[What is needed]
Convert the lines below into a JSON list of strings, one string per line, and omit any blank lines.

[Records for processing]
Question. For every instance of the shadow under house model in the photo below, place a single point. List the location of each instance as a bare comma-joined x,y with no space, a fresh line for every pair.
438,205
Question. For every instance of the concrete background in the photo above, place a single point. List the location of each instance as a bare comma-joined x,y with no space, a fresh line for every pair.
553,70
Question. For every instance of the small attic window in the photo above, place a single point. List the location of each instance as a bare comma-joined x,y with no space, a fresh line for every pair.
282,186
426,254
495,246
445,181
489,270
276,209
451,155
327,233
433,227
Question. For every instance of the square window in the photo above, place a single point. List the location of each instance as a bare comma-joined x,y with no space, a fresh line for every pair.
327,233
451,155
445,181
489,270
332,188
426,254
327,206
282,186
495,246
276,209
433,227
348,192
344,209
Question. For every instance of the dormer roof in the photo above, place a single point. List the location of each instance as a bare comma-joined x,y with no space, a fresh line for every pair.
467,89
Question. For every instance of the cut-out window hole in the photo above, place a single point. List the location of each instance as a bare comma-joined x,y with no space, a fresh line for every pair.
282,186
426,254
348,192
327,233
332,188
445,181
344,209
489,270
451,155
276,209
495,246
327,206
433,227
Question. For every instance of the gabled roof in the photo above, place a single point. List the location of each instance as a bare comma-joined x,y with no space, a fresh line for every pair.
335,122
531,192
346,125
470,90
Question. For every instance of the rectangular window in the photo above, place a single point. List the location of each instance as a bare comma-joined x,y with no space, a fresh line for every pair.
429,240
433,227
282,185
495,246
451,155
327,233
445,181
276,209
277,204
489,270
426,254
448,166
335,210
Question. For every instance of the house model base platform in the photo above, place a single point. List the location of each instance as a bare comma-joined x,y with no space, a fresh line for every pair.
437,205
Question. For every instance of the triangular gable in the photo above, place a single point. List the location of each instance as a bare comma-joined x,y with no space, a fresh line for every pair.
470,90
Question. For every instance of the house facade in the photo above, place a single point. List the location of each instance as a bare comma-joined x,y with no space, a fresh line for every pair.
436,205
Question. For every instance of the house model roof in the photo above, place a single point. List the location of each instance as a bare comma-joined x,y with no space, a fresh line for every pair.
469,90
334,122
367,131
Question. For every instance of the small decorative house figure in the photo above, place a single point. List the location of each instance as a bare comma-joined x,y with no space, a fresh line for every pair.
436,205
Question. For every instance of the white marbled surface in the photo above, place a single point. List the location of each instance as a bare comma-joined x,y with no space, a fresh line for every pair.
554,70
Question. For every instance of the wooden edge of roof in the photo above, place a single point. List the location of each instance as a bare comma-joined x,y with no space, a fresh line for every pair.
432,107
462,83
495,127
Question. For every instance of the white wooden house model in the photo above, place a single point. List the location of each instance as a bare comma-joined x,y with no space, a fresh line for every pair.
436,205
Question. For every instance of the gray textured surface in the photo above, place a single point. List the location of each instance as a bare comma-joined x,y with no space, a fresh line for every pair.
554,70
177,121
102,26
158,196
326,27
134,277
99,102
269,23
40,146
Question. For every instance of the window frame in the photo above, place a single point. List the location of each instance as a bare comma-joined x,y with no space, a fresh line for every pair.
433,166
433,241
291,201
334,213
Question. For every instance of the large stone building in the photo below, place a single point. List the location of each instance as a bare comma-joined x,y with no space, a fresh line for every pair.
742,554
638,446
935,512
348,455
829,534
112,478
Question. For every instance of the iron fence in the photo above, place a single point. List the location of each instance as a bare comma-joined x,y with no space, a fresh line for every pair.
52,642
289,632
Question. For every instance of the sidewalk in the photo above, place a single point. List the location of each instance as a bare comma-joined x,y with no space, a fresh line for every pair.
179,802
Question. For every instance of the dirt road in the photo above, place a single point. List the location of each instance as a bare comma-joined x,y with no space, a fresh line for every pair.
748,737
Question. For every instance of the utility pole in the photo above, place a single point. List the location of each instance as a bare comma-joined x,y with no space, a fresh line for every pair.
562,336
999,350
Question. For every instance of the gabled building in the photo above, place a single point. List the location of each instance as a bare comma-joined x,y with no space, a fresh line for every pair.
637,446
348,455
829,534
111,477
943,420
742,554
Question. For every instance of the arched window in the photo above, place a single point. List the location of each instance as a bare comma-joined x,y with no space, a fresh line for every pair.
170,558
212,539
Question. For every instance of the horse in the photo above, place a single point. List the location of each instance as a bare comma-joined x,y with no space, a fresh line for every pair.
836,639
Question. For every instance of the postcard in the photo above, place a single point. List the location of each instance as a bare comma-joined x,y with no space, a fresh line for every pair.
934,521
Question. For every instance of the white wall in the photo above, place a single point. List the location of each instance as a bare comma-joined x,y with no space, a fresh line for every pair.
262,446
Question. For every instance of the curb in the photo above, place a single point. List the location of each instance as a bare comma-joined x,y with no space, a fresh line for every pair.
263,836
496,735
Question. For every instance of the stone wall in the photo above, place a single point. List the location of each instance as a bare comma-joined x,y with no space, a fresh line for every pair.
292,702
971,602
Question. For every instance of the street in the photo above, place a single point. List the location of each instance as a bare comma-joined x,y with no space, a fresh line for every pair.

[Final result]
[
  "Question. For every instance of the shadow under house model in the photo below, place a single point. List the location of each instance as a bare comma-joined x,y with no space, a fresh line for every pair.",
  "438,205",
  "Question. For every instance of the concrete background in the photo above, place a single point. List the location of each instance as a bare comma-joined x,y with no space, a fresh line for every pair.",
  "553,70",
  "Question. For every instance of the small attic window in the photo above, place a single point. List the location of each instance as a bare comma-joined x,y with no space, a fresh line for every pair.",
  "282,186",
  "426,254",
  "495,246",
  "445,181",
  "489,270",
  "276,209",
  "451,155",
  "327,233",
  "433,227",
  "Question. For every instance of the square window in the photo above, place a single point. List the location of each instance as a bare comma-joined x,y with no space, a fresh line for every pair.",
  "327,233",
  "451,155",
  "445,181",
  "489,270",
  "332,188",
  "426,254",
  "327,206",
  "282,186",
  "495,246",
  "276,209",
  "433,227",
  "348,192",
  "344,209",
  "Question. For every instance of the dormer roof in the photo above, place a single point. List the location of each instance as a bare comma-joined x,y with no space, a fresh line for every pair.",
  "467,89",
  "Question. For every instance of the cut-out window hole in the photo above, place a single point. List the location of each instance as a bare comma-joined x,y with no space, a fresh line for every pair.",
  "282,186",
  "426,254",
  "348,192",
  "327,233",
  "332,188",
  "445,181",
  "344,209",
  "489,270",
  "451,155",
  "276,209",
  "495,246",
  "327,206",
  "433,227",
  "Question. For every instance of the gabled roof in the photo above, place a single point. List the location of each instance as a bare comma-joined x,y with no space, a fresh line for every pair.",
  "335,122",
  "531,192",
  "346,125",
  "470,90",
  "Question. For every instance of the rectangular window in the photo above, place a single point. List the location of each instance as a bare comma-joined x,y with no space, a fresh line for every pair.",
  "429,240",
  "433,227",
  "282,185",
  "495,246",
  "451,155",
  "327,233",
  "445,181",
  "276,209",
  "277,204",
  "489,270",
  "426,254",
  "448,166",
  "335,210",
  "Question. For every instance of the house model base platform in the photo above, place a single point. List the location of each instance as a bare comma-joined x,y with no space, a fresh line for every pair.",
  "437,205",
  "Question. For every instance of the triangular gable in the photo above, place a single point. List the location of each instance as a bare comma-joined x,y with no space, a fresh line for every pair.",
  "470,90",
  "Question. For every instance of the house facade in the photo above, place a single point. List the location of each instance as a bare comma-joined x,y with no space, a fresh line for every pair.",
  "436,205",
  "Question. For every instance of the house model roof in the photo above, place a single point. List the location of each instance as a bare comma-joined x,y with no space, a fresh line for every pair.",
  "469,90",
  "334,122",
  "367,131",
  "Question. For every instance of the small decorative house figure in the photo above, place a single point. List the location of each instance as a bare comma-joined x,y with no space, a fresh line for every pair.",
  "436,205",
  "Question. For every instance of the white marbled surface in the photo above, place a single point. List the location of each instance as a bare comma-joined x,y with no space, a fresh line for every pair.",
  "554,70",
  "Question. For every instance of the wooden edge of roof in the photo above, place a single point. List the location of each instance as a bare comma-joined x,y with no space, a fresh line for every pair.",
  "432,107",
  "462,83",
  "495,127",
  "Question. For every instance of the white wooden house model in the photo above, place a single point. List the location of each instance as a bare comma-joined x,y with no space, a fresh line for every pair.",
  "436,205",
  "Question. For every instance of the gray textured surface in the photo above, place a single point. List the location of each instance as a bare comma-joined x,y with no space, a fresh line for every pair.",
  "554,70",
  "177,121",
  "102,26",
  "158,196",
  "326,27",
  "134,277",
  "99,102",
  "269,23",
  "40,146",
  "Question. For every instance of the window frame in the photo above, place a single point. List the location of each instance as a bare comma-joined x,y with no space, a fresh line for every pair.",
  "433,166",
  "433,241",
  "291,201",
  "334,213",
  "Question. For every instance of the large stone building in the photo below, place a single point. List the location of each instance as a bare comma-joined x,y with no space, a fresh line for every pair.",
  "742,554",
  "638,446",
  "935,512",
  "348,455",
  "829,534",
  "112,478",
  "Question. For every instance of the iron fence in the photo above, place a single point. List the location of each instance as a bare comma-joined x,y with no space, a fresh line for every pair.",
  "52,642",
  "289,632",
  "Question. For every instance of the sidewalk in the photo above, place a single point. List the location of each instance as a bare comma-joined x,y with no space, a fresh line for every pair.",
  "179,802",
  "Question. For every instance of the dirt road in the photo above, place a single point. List the location of each instance as a bare comma-joined x,y with no space, a fresh line for every pair.",
  "748,737",
  "Question. For every instance of the utility pole in the photo above, place a single point. List the location of each instance as a bare comma-joined x,y with no space, a fresh line for every pair.",
  "562,336",
  "999,350",
  "Question. For every instance of the gabled building in the photo above, place a single point. List the location of each instance as a bare comma-joined x,y with no space, a fresh line for every pair.",
  "637,446",
  "348,455",
  "829,534",
  "111,477",
  "943,420",
  "742,554",
  "Question. For every instance of the arched window in the photo above, place a single point. List the location of each instance as a bare comma-joined x,y with no space, a fresh line for every pair.",
  "170,558",
  "212,539",
  "Question. For every instance of the horse in the photo above, place a single point. List the location of each instance as a bare comma-joined x,y with no space, a fresh line for every pair.",
  "836,639",
  "Question. For every instance of the postcard in the photo above, place a single point. List the location of each instance as a bare comma-joined x,y with no space, a fresh line for every pair.",
  "934,521",
  "Question. For every instance of the white wall in the photo above, place a single point. List the location of each instance as a bare comma-joined x,y with no space, a fresh line for every pair.",
  "262,446",
  "Question. For every instance of the curb in the photo above, place a single point. List the location of each instance as a bare comma-joined x,y with no space, a fresh line for every pair.",
  "263,836",
  "496,735",
  "Question. For every instance of the stone wall in the photo above, place a single point. List the location of each instance as a bare comma-joined x,y with no space, a fresh line for every pair.",
  "292,702",
  "971,602",
  "Question. For every instance of the street in the photo above, place a single point. List the location of each instance as a bare comma-joined x,y with no space, a fresh line for every pair."
]